◆ Given exercise ◆
State how many lines in the records below contain the string "white", counting a match only when its case is the same. Reply with the number alone.
==== Given records ====
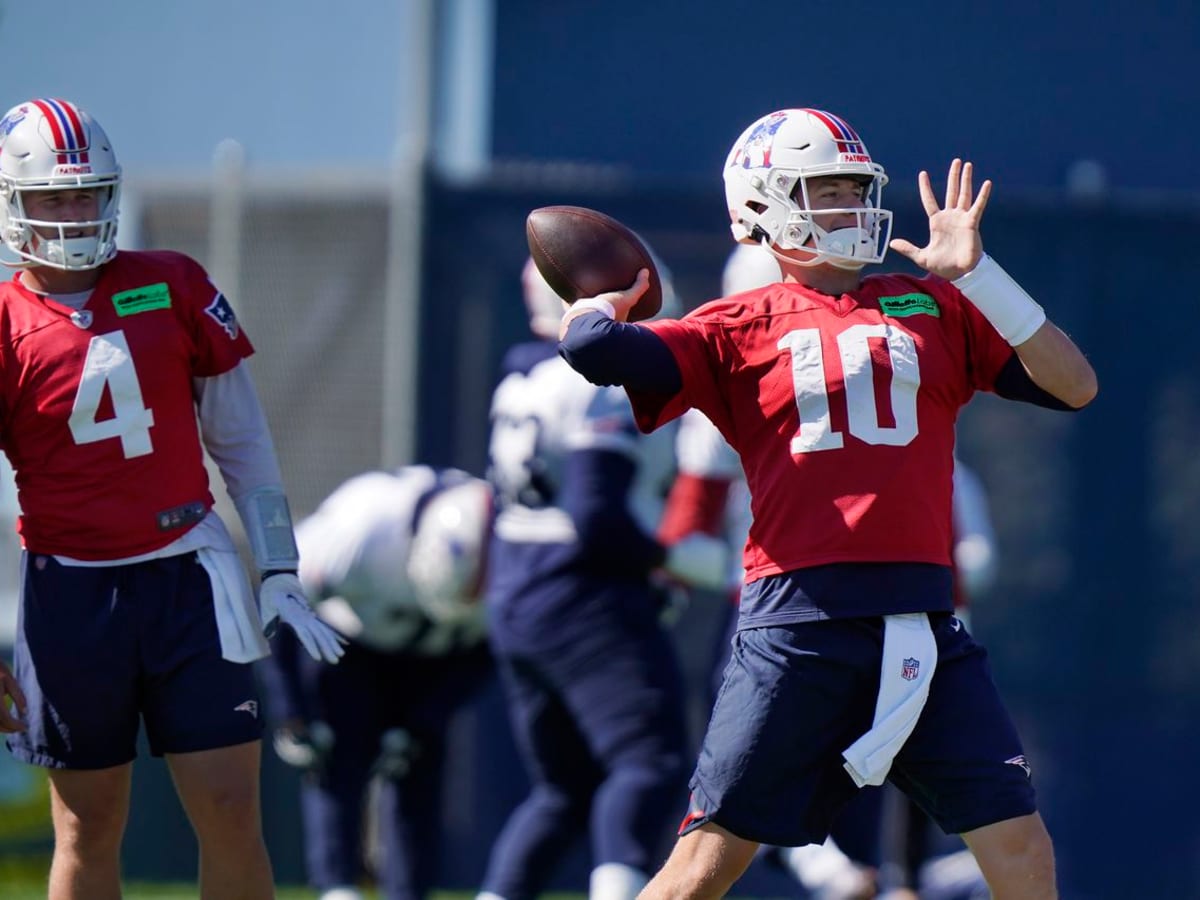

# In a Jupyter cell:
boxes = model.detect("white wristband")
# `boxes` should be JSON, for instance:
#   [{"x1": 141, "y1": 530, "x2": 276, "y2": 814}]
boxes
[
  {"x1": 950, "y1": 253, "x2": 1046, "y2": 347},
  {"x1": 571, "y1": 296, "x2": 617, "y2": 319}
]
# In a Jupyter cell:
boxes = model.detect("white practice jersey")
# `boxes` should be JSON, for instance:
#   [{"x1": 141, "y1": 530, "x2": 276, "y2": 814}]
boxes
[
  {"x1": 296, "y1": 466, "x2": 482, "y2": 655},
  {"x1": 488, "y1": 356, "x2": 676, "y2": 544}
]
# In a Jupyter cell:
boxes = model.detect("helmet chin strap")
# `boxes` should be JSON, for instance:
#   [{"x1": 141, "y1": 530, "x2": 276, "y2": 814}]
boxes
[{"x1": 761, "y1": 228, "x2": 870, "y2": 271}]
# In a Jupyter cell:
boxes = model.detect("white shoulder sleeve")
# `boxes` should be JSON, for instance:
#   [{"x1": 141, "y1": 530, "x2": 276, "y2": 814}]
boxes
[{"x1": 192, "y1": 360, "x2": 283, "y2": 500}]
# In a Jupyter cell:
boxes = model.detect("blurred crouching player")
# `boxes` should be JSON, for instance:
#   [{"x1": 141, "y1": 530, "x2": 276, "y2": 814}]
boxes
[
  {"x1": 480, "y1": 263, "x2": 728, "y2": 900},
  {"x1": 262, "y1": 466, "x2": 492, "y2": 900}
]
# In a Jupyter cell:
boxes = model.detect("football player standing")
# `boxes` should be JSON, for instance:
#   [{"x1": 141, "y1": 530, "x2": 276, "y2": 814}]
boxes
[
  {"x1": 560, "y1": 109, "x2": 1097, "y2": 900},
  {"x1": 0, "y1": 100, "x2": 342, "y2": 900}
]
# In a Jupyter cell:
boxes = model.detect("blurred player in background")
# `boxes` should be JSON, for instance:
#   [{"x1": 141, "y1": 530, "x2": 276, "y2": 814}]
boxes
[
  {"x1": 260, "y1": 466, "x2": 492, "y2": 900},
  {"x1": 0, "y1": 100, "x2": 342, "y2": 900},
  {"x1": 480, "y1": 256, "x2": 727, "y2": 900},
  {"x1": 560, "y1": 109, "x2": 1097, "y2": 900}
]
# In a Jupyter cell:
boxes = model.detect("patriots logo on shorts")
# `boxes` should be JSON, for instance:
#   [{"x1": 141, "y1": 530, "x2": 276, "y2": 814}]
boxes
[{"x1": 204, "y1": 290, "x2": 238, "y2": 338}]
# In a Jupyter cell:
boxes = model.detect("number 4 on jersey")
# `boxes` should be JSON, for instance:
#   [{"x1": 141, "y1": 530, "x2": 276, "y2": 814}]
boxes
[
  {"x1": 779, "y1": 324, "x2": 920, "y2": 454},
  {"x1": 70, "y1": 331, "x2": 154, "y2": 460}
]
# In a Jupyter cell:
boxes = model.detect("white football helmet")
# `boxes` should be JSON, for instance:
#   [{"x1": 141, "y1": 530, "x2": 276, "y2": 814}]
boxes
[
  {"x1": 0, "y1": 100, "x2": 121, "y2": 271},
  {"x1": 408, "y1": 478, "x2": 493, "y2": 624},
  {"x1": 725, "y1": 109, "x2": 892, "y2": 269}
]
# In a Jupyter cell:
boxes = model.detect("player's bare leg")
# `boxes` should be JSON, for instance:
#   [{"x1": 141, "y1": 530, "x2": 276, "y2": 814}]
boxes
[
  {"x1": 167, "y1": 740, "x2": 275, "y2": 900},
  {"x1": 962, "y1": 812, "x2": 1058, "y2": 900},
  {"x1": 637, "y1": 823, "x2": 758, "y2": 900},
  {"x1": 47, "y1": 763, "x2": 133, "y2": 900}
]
====
◆ Expected answer ◆
4